** SET TASK **
Quote every one of the following records verbatim, reproducing each line without any change.

** MATERIAL TO PROCESS **

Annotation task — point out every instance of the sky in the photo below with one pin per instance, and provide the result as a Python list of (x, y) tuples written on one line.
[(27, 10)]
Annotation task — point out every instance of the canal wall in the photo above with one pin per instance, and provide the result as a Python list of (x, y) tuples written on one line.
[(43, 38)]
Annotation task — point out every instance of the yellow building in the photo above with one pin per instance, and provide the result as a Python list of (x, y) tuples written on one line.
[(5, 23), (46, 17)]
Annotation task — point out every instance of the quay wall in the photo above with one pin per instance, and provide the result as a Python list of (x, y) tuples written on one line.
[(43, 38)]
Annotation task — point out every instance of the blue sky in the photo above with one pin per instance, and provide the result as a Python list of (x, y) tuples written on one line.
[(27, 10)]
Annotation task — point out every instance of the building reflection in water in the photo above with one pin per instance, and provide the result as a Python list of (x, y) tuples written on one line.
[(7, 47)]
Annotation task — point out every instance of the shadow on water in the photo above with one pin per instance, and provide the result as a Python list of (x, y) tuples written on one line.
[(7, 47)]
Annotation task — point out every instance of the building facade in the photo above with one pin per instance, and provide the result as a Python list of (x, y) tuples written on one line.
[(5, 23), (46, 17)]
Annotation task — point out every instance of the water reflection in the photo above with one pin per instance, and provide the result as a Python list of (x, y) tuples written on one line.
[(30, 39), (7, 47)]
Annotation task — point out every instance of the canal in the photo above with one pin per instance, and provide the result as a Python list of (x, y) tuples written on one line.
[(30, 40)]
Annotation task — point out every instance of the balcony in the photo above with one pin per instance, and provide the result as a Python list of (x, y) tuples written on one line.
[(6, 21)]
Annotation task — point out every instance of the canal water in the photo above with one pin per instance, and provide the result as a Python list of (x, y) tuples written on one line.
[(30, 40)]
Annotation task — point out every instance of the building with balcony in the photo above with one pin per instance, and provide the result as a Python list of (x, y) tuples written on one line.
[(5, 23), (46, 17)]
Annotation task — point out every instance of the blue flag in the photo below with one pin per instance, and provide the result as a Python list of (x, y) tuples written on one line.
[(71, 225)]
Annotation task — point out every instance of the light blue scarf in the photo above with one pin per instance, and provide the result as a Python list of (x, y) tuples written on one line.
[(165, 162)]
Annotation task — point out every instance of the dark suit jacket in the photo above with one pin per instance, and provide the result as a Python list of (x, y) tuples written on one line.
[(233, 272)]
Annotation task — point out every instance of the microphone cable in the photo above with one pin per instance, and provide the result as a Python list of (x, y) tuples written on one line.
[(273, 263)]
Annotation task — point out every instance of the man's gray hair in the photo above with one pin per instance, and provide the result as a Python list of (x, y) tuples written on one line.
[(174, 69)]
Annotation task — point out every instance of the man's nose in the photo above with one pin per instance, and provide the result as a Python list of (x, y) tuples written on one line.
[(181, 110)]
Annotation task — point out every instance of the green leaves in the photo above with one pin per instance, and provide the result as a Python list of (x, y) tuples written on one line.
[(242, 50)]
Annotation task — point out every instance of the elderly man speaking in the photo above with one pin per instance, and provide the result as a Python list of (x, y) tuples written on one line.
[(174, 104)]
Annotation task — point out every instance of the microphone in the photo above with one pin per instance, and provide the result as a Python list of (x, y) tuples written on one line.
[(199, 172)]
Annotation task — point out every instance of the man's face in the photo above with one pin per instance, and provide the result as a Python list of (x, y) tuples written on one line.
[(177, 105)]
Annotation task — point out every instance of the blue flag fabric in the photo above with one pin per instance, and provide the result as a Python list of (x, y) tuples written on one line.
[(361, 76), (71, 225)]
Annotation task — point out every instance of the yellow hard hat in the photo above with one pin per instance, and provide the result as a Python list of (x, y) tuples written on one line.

** EXERCISE RESPONSE **
Annotation task — point out every instance of the sky in the photo below with one pin per instance, and provide the result as a Python list of (x, y) tuples written on one line.
[(27, 10)]
Annotation task — point out every instance of the canal wall in the photo above with one pin per instance, and provide the result as a Python list of (x, y) tuples written on one line.
[(43, 38)]
Annotation task — point out every instance of the yellow building in the photo above with one pin per instance, and provide the result as a Python list of (x, y) tuples written on one line.
[(5, 23), (46, 17)]
Annotation task — point out every instance of the quay wall in the photo above with one pin per instance, and provide the result as a Python list of (x, y) tuples written on one line.
[(43, 38)]
Annotation task — point out every instance of the blue sky in the photo above with one pin per instance, and provide the result as a Python list of (x, y) tuples written on one line.
[(27, 10)]
Annotation task — point out every instance of the building reflection in water in the photo above with one pin per instance, and provide the result as a Python list of (x, y) tuples written on one line.
[(7, 47)]
Annotation task — point out every instance of the shadow on water in the photo above with one pin per instance, and provide the result as a Python list of (x, y) tuples written on one line.
[(7, 47)]
Annotation task — point out every instance of the building facade in the photo above with one pin per instance, and provide the result as a Python list of (x, y) tuples written on one line.
[(5, 23), (46, 17)]
Annotation task — point out every instance of the water reflection in the photo above with one pin per instance, and provide the result as a Python list of (x, y) tuples written on one line.
[(30, 39), (7, 47)]
Annotation task — point out every instance of the canal in the photo above with one pin per instance, and provide the result as a Python list of (x, y) tuples written on one line.
[(30, 40)]
Annotation task — point out every instance of the balcony in the photo above with one pin per instance, and provide the result as a Python list of (x, y) tuples written on one line.
[(6, 21)]
Annotation task — point out every instance of the canal water in the photo above with one pin per instance, and provide the result as a Python list of (x, y) tuples written on one line.
[(30, 40)]
Annotation task — point out every instance of the building with balcony in the photo above with one pin per instance, and provide the result as a Python list of (x, y) tuples written on one line.
[(5, 23), (46, 17)]
Annotation task — point out every instance of the blue flag in the photo below with one pin per instance, and provide the result as a Python list of (x, y) tuples written on one line.
[(71, 225)]
Annotation task — point out every instance of the light blue scarf in the photo above with one pin per instance, and provide the result as a Python list of (x, y) tuples written on one line.
[(165, 162)]
Annotation task — point out every instance of the dark suit jacket in the photo above with one pin per instance, and provide the result as a Python list of (x, y) tuples written on one line.
[(233, 272)]
Annotation task — point out every instance of the microphone cable in the photo above with one pin per instance, and provide the result as a Python list of (x, y) tuples written on one line.
[(273, 263)]
Annotation task — point out every instance of the man's gray hair in the photo above with one pin per instance, and provide the result as a Python list of (x, y) tuples written on one line.
[(174, 69)]
Annotation task — point out every instance of the man's nose in the photo above with one pin per instance, and provide the result as a Python list of (x, y) tuples written on one line.
[(181, 110)]
Annotation task — point out every instance of the green leaves in the photo above with one pin per instance, and provide the result as a Python list of (x, y) tuples written on one line.
[(242, 50)]
Annotation task — point out every instance of the elderly man speaking in the photo above with one pin per instance, and provide the result as a Python list of (x, y) tuples written on one line.
[(174, 104)]
Annotation task — point out every instance of the microphone in the photo above with one pin per instance, and provide the result as a Python list of (x, y) tuples written on one line.
[(199, 172)]
Annotation task — point out every instance of the man's face in the photo above with one pin per instance, and provide the result as a Python list of (x, y) tuples written on one line.
[(177, 105)]
Annotation task — point out every instance of the blue flag fabric in the photo above with one pin per instance, and provide the result as a Python list of (x, y) tuples written on one line.
[(361, 76), (71, 225)]
Annotation task — point out every instance of the yellow hard hat in the photo above with one pin per instance, and provide the result as a Python list of (x, y) tuples written on one line.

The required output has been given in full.